Data entries:
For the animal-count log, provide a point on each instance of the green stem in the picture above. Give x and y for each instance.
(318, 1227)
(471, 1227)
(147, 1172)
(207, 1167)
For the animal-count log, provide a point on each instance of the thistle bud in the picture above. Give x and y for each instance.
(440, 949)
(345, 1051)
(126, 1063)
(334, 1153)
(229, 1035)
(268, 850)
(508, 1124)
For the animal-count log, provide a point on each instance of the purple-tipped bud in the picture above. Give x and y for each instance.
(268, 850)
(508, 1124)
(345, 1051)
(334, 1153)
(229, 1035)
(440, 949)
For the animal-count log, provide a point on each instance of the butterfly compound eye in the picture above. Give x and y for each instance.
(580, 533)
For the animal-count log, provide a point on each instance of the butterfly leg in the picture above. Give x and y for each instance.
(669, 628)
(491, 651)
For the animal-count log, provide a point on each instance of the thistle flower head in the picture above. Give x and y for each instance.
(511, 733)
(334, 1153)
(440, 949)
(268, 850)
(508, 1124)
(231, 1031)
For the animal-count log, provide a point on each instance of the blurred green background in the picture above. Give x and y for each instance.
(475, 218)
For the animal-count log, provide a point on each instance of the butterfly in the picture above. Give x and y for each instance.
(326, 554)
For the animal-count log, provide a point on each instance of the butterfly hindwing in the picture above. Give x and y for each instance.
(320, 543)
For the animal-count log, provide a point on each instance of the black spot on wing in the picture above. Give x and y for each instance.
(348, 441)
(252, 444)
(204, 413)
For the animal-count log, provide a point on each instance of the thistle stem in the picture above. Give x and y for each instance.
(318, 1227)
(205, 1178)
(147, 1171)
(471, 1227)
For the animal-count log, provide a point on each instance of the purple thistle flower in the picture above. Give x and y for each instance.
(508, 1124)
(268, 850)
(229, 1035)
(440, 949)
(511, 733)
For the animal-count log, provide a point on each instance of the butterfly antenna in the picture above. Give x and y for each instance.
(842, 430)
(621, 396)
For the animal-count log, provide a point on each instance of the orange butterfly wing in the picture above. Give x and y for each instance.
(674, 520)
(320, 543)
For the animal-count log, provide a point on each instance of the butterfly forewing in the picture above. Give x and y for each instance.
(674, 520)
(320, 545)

Prompt: Write out exactly the lines from the line holding "the butterfly hindwing" through the last line of the data, and nothing besides those lines.

Exercise output:
For the animal-count log, provide a point on each instance of the butterfly hindwing in the picture above. Give x and y for each instance.
(320, 543)
For the animal-count log, provide a point on each instance of the black spot on wing in the picture above. Give x and y for each instance.
(348, 441)
(252, 444)
(204, 413)
For the animal-count log, provide a point on each instance of the thistle stem in the picture above. Give x and y for each instance.
(318, 1227)
(205, 1178)
(147, 1171)
(471, 1227)
For the animal-count log, provide a point on each instance of the purple thistle flower in the picture above. Give x and y for each instance.
(508, 1124)
(268, 850)
(229, 1035)
(440, 949)
(511, 733)
For the animal-count log, provide a point on each instance of the butterfly antenna in the picture above. Give x and y for each instance.
(842, 430)
(621, 396)
For the animal-count log, provide a point on each instance of the orange butterfly wing in the picture above. Give x and y for each instance.
(674, 520)
(320, 543)
For the animal-count log, provide a point on each instance of the butterfly forewing in the picture above. Give x and y for each instance.
(674, 520)
(320, 545)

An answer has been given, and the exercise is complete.